Dans un tel contexte, convaincre à droite, c’est convaincre qui ? « La plupart des partis politiques ont intégré que ce qui fait les victoires est de réussir à mobiliser d’abord son électorat, les siens », souligne Anne Jadot, maîtresse de conférences en science politique à l’université de Lorraine.

D’où les multiples analyses et conjectures, parfois cyniques, autour des niches d’électeurs restantes. Ce phénomène a été inauguré à gauche par le fameux rapport de Terra Nova suggérant aux socialistes de se concentrer sur les classes moyennes et un chapelet de catégories ciblées, en lieu et place des classes populaires. Sauf que, d’une élection à l’autre, l’abstention n’atteint pas de la même manière les différents partis. Et donc « 30 % d’abstentionnistes, ce n’est pas 30 % d’abstentionnistes immuables », complète Anne Jadot. Ils bougeront sur l’arc partisan droite-gauche, si l’offre politique ne leur convient pas au moment du vote.

Les hommes et femmes politiques peuvent cependant être tentés de régler leur stratégie sur certains invariants de la sociologie électorale. Le « vote gris » est, à ce titre, un objet d’analyse intéressant, pour qui pense que la France campe définitivement à droite. Ainsi les personnes âgées, présumées plus conservatrices, vont traditionnellement davantage se mobiliser aux différentes élections que toute autre catégorie – élections que les plus jeunes délaissent massivement et de plus en plus longtemps, la faute vraisemblablement à une insertion professionnelle repoussée dans le temps et à un rapport plus souple au devoir civique.

○ ○ ○

** Consigne **
Expliquez, en une à trois phrases, pourquoi les plus jeunes délaissent les élections selon le texte sur la stratégie électorale. Les lignes ci-dessous n'interviennent pas dans cet exercice.

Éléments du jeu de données
○ ○ ○

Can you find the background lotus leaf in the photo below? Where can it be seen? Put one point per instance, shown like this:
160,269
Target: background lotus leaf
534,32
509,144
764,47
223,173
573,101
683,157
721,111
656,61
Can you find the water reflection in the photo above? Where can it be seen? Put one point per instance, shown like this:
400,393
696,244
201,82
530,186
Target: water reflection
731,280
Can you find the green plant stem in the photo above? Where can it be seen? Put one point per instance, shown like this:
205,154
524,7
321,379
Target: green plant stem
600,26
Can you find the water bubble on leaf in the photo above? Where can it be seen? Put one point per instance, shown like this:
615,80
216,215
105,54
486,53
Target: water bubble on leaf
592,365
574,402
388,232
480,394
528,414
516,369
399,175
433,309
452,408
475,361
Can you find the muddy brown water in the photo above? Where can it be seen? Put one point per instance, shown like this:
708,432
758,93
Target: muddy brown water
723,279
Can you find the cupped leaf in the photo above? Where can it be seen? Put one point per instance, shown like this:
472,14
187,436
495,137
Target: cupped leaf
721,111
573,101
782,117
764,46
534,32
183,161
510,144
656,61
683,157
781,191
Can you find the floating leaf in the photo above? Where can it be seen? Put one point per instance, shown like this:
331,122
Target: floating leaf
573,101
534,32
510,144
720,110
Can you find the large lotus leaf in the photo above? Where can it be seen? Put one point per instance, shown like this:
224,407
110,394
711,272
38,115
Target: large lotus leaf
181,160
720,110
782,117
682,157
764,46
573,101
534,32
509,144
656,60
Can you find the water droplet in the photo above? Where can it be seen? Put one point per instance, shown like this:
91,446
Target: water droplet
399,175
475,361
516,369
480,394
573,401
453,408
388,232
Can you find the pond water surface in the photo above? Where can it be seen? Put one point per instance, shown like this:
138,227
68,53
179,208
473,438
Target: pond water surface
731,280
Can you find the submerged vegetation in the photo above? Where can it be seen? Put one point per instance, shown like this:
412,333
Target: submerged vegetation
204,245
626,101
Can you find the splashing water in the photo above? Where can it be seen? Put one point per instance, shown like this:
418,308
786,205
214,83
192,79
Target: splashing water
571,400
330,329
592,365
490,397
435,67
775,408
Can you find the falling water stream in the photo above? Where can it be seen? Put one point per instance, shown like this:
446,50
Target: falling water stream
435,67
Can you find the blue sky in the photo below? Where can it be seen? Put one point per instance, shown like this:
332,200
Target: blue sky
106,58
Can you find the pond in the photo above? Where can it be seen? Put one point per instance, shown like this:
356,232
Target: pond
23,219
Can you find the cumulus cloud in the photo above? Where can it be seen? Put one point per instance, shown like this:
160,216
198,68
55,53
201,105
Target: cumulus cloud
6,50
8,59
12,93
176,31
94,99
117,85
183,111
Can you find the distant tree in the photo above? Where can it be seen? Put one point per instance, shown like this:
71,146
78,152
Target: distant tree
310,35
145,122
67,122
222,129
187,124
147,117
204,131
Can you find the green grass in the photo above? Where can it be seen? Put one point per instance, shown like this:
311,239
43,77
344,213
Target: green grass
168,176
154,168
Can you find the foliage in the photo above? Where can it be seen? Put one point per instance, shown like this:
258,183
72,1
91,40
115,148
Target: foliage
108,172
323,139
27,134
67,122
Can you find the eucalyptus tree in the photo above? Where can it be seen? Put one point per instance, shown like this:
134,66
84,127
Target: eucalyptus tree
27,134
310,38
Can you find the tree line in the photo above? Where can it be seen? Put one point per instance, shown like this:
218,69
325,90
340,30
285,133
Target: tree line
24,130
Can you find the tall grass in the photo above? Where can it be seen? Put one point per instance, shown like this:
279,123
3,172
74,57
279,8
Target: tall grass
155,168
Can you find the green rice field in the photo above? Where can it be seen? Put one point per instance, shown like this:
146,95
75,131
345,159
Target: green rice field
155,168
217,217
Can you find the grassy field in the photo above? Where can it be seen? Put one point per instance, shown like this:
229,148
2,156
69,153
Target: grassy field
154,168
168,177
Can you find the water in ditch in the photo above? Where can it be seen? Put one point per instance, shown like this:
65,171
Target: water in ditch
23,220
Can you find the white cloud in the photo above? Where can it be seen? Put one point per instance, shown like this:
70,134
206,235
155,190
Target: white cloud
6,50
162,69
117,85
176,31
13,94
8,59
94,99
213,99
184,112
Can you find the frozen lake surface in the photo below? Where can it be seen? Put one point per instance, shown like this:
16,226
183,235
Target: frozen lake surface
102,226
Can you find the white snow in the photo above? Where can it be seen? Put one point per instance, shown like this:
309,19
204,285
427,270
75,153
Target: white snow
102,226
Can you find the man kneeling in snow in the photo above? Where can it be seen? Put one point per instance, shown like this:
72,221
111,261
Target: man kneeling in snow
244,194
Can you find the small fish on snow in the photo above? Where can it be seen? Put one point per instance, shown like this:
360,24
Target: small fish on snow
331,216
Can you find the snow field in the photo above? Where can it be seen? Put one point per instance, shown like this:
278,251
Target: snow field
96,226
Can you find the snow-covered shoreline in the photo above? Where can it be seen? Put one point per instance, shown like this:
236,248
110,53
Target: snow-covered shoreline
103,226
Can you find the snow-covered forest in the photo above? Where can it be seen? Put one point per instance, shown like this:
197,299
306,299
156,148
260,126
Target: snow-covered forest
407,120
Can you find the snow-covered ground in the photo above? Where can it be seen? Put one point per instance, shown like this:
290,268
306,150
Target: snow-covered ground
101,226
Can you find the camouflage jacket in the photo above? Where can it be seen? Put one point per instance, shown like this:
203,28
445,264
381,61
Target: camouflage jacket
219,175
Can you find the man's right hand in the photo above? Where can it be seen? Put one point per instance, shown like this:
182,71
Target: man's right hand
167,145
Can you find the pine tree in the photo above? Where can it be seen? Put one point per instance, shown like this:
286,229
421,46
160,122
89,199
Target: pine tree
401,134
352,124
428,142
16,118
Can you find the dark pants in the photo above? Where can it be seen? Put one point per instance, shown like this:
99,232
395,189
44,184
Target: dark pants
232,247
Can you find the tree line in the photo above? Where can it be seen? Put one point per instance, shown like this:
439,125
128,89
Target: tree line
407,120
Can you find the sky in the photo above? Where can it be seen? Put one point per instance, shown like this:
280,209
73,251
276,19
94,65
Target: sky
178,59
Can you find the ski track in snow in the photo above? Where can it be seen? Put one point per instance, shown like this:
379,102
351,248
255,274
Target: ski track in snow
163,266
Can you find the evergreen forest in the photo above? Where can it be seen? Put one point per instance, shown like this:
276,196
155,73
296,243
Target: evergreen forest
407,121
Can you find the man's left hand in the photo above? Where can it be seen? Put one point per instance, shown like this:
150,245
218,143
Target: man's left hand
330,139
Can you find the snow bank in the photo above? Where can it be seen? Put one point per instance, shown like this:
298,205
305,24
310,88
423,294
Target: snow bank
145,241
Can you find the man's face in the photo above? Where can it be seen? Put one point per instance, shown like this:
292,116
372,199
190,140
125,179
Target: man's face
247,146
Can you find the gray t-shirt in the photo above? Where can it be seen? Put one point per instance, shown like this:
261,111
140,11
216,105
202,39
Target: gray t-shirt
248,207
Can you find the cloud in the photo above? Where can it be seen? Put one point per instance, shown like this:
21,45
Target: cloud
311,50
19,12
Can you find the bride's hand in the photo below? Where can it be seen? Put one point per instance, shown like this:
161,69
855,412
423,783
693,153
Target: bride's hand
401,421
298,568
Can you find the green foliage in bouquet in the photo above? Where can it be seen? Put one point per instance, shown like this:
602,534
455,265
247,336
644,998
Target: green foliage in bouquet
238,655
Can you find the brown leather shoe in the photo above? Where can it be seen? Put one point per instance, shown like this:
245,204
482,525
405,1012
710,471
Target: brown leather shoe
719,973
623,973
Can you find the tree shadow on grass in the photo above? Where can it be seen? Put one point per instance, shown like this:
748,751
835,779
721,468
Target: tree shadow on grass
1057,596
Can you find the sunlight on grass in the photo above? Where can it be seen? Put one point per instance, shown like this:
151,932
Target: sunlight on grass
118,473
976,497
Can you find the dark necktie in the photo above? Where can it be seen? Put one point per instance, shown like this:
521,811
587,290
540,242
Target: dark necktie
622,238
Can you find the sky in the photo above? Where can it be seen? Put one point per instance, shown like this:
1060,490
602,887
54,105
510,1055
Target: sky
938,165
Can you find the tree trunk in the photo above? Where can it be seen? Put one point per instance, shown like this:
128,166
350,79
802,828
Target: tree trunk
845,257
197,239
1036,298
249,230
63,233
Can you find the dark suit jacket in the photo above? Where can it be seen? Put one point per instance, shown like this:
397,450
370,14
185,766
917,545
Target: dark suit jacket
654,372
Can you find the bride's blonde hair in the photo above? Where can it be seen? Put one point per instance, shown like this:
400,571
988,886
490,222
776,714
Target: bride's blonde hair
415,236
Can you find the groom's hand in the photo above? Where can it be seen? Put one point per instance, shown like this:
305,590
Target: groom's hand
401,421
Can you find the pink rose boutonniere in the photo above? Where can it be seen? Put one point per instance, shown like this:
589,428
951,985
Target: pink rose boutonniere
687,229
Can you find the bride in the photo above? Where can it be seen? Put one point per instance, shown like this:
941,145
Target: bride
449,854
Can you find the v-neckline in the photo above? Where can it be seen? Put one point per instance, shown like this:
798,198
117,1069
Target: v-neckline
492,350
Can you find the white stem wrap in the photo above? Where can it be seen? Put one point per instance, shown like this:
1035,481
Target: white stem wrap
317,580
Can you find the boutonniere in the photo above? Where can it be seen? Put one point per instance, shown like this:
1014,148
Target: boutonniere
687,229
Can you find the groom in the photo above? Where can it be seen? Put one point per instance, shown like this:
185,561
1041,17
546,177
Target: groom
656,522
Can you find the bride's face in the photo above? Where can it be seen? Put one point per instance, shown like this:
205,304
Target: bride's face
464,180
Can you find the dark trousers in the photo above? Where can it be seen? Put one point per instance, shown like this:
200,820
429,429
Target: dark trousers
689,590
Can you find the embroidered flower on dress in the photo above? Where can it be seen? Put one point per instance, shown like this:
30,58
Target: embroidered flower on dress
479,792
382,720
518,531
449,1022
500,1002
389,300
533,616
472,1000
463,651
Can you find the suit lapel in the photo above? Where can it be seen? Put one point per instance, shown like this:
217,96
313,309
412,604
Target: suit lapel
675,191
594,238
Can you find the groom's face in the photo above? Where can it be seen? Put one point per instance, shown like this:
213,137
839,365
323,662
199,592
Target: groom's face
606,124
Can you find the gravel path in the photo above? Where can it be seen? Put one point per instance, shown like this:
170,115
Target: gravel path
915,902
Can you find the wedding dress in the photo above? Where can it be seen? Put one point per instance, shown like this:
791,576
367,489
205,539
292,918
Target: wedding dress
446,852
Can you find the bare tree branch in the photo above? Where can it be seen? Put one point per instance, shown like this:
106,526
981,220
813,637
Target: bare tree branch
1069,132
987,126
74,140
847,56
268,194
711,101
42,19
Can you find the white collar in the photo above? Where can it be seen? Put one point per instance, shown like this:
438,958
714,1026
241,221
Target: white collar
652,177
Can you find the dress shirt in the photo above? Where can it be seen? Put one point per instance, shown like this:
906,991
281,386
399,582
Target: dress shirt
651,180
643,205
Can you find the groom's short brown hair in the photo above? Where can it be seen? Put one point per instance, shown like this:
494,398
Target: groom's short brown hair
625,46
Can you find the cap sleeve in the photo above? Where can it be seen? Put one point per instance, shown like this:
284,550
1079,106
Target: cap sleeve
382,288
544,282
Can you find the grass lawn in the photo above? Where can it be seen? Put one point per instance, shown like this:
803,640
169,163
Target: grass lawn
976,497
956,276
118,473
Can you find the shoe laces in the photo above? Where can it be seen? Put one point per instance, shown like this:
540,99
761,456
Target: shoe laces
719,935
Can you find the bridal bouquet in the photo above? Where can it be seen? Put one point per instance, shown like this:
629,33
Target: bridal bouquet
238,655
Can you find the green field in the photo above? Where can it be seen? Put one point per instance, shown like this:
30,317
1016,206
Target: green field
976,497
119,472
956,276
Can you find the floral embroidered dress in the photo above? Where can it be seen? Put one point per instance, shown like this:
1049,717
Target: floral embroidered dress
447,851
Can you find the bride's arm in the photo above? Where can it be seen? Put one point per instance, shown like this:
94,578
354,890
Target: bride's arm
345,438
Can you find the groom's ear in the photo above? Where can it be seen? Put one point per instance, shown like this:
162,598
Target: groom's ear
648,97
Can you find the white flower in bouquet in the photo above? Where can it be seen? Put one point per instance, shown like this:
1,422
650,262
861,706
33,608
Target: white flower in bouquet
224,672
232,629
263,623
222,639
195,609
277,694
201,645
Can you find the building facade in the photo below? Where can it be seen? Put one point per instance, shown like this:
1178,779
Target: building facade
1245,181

○ ○ ○

** Réponse attendue **
Le texte avance deux causes probables. La première est une insertion professionnelle repoussée dans le temps. La seconde est un rapport plus souple au devoir civique.